- ÉNONCÉ 1: Recopiez fidèlement le passage de la chronique sur la crise migratoire aux États-Unis qui va de « FIGAROVOX/CHRONIQUE – On » à « du pays d’origine. ».
- ÉNONCÉ 2: Convertissez en CSV à deux colonnes, intitulées texte et resultat, les entrées depuis le début de la liste jusqu'à la ligne contenant « 494 420 524 456 » incluse. Prévoyez une ligne par entrée, mettez chaque champ entre guillemets, remplacez les sauts de ligne par des espaces et omettez les images.

- TEXTE FOURNI:

PAR MATHIEU BOCK-CÔTÉ.
Cet article est paru dans Le Figaro du samedi 14 janvier. L’analyse de Mathieu Bock-Côté nous fait penser aux faiblesses grandissantes de la société étatsunienne telles qu’Emmanuel Todd les a décrites plus en détail dans son « grand entretien » au Figaro que nous avons publié avant-hier samedi, aussi bien que dans sa conférence à Sciences Po Bordeaux dont nous avons mis en ligne la passionnante vidéo, hier. dimanche. Nous laissons le lecteur de JSF réfléchir à cette situation de déclin généralisé de l’Occident, dont, naturellement, la France et l’Europe.
FIGAROVOX/CHRONIQUE – On l’oublie souvent, de 1924 à 1965, l’Amérique eu une politique d’immigration très restrictive, fondée sur des quotas stricts en fonction du pays d’origine.
Tôt ou tard, le réel reprend ses droits, comme en témoigne la crise migratoire
La crise migratoire qui frappe les États-Unis a de quoi brouiller les repères permettant normalement de décoder leur vie politique. Alors qu’il s’était montré très sévère à l’endroit de la politique migratoire de Donald Trump, Joe Biden n’est pas loin, en ce moment, de la reprendre à son compte, notamment en procédant à l’expulsion immédiate de migrants qui traversent illégalement la frontière. Le partage des rôles entre les républicains, à maudire, et les démocrates, à louanger, n’est plus évident. Désorientée, la presse internationale préfère se détourner des événements. Il n’en est pas de même de l’ONU qui se représente les frontières comme des traces d’un ordre international périmé, inadapté aux grandes migrations et au devoir moral qu’auraient les États de se transformer pour accueillir les migrants.
Vu d’Europe, on peine à concevoir que les États-Unis puissent être frappés par une crise migratoire. Le grand récit du Nouveau Monde veut qu’il soit le fruit exclusif de l’immigration, une vague suivant l’autre dans la construction d’un pays aux origines si multiples qu’il en viendrait à se confondre avec la terre entière. Ce n’est toutefois pas exactement le cas, pour peu qu’on distingue l’immigré, qui se joint à une société déjà constituée, du colon, qui en crée une nouvelle, ce qui ne veut pas dire pour autant qu’il soit arrivé sur un terrain vague. L’Amérique, de ce point de vue, a longtemps eu le souci d’une vraie maîtrise de ses frontières, et n’a pas hésité à les fermer lorsqu’elle le jugeait nécessaire, et cela pour des raisons qui n’étaient pas qu’économiques.
On l’oublie souvent, de 1924 à 1965, les États-Unis ont eu une politique d’immigration très restrictive, fondée sur des quotas stricts en fonction du pays d’origine – une politique qui n’était pas sans commettre de vraies injustices, cela va de soi. Elle était animée par une ambition avouée: l’Amérique devait éviter de bouleverser ses équilibres démographiques. Il fallait digérer culturellement les populations nouvellement arrivées avant d’en accueillir des nouvelles. Le pays, d’ailleurs, se voulait très attaché à son héritage anglo-saxon, qui demeurait, pour l’essentiel, son noyau identitaire et sa norme culturelle.
La vraie rupture apparaît au milieu des années 1960, quand ces quotas sont abandonnés: l’esprit de l’époque les jugeait désormais discriminatoires. Rares sont ceux toutefois qui s’imaginaient l’ampleur de la révolution démographique qui allait s’engager.

- LISTE DES ENTRÉES:
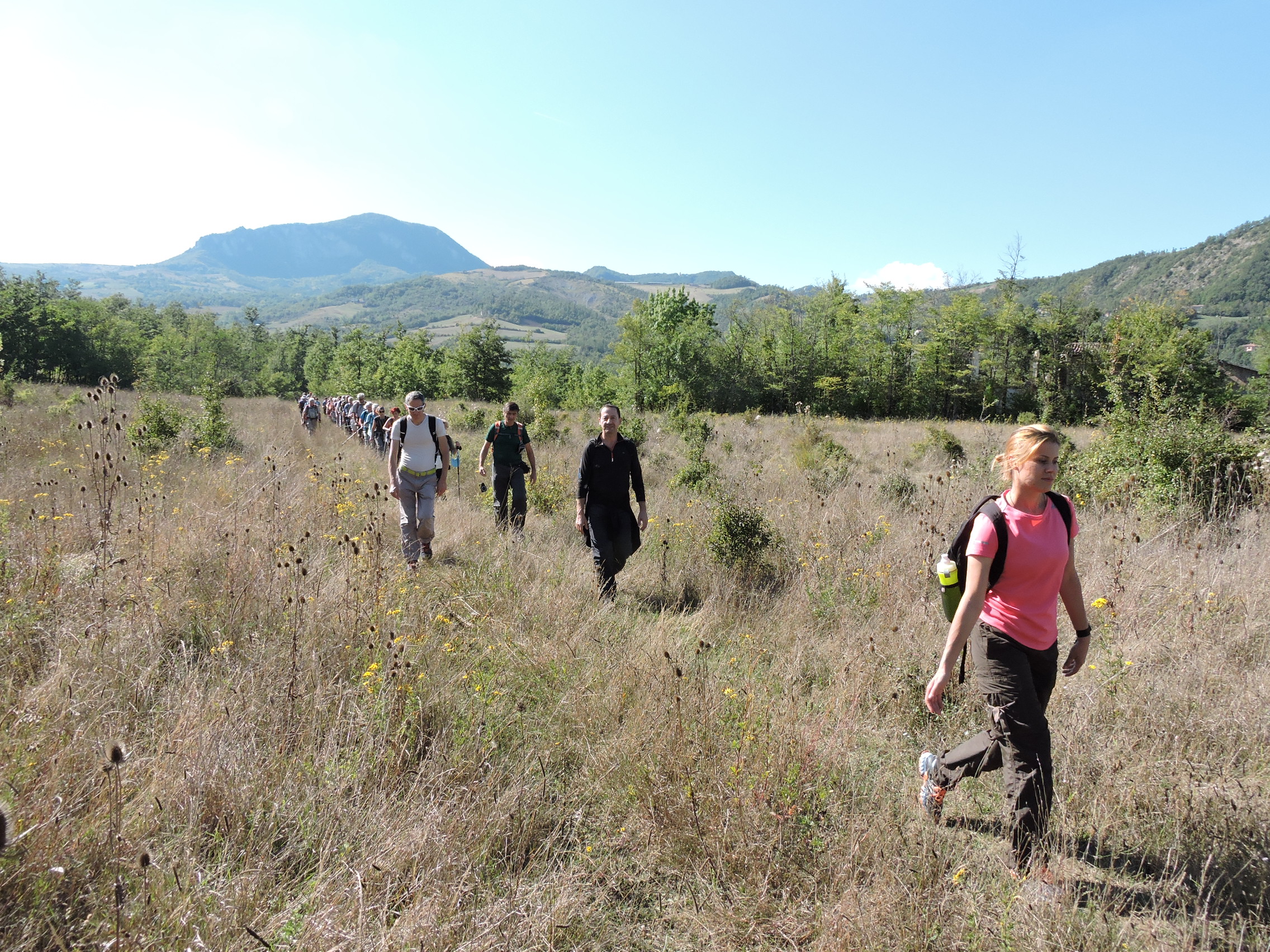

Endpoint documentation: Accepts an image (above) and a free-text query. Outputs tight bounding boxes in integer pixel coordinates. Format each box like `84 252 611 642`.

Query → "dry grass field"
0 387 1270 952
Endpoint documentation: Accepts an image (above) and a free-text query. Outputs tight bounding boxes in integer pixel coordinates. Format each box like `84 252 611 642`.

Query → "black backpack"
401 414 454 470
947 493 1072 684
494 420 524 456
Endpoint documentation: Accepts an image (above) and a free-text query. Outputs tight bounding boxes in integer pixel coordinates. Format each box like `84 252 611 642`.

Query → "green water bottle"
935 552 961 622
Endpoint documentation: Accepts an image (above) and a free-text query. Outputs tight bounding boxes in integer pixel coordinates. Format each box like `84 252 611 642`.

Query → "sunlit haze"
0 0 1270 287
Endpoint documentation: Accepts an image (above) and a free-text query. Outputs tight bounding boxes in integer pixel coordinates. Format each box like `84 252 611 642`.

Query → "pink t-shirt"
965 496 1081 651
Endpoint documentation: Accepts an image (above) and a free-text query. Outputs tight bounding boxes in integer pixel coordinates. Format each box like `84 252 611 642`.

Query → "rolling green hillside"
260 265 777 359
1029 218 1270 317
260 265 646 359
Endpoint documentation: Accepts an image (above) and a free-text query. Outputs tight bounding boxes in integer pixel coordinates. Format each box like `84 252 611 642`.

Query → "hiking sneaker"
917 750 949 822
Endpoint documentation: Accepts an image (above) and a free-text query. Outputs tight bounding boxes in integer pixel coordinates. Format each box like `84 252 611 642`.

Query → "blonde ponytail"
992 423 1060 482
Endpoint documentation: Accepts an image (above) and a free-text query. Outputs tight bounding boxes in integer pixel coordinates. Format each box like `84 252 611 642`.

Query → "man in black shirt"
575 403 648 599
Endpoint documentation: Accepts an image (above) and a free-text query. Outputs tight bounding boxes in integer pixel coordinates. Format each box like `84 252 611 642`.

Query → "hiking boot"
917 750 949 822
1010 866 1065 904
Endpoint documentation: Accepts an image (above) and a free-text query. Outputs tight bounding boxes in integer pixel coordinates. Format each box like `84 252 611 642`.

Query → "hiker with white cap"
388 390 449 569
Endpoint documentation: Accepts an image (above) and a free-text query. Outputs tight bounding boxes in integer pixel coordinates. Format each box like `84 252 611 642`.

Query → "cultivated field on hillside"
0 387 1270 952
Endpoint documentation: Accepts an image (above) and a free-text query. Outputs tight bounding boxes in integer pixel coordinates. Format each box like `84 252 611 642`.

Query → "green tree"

- RÉPONSE COMPLÈTE 1:
FIGAROVOX/CHRONIQUE – On l’oublie souvent, de 1924 à 1965, l’Amérique eu une politique d’immigration très restrictive, fondée sur des quotas stricts en fonction du pays d’origine.

- RÉPONSE COMPLÈTE 2:
texte,resultat
"Endpoint documentation: Accepts an image (above) and a free-text query. Outputs tight bounding boxes in integer pixel coordinates. Format each box like `84 252 611 642`. Query → ""dry grass field""","0 387 1270 952"
"Endpoint documentation: Accepts an image (above) and a free-text query. Outputs tight bounding boxes in integer pixel coordinates. Format each box like `84 252 611 642`. Query → ""black backpack""","401 414 454 470 947 493 1072 684 494 420 524 456"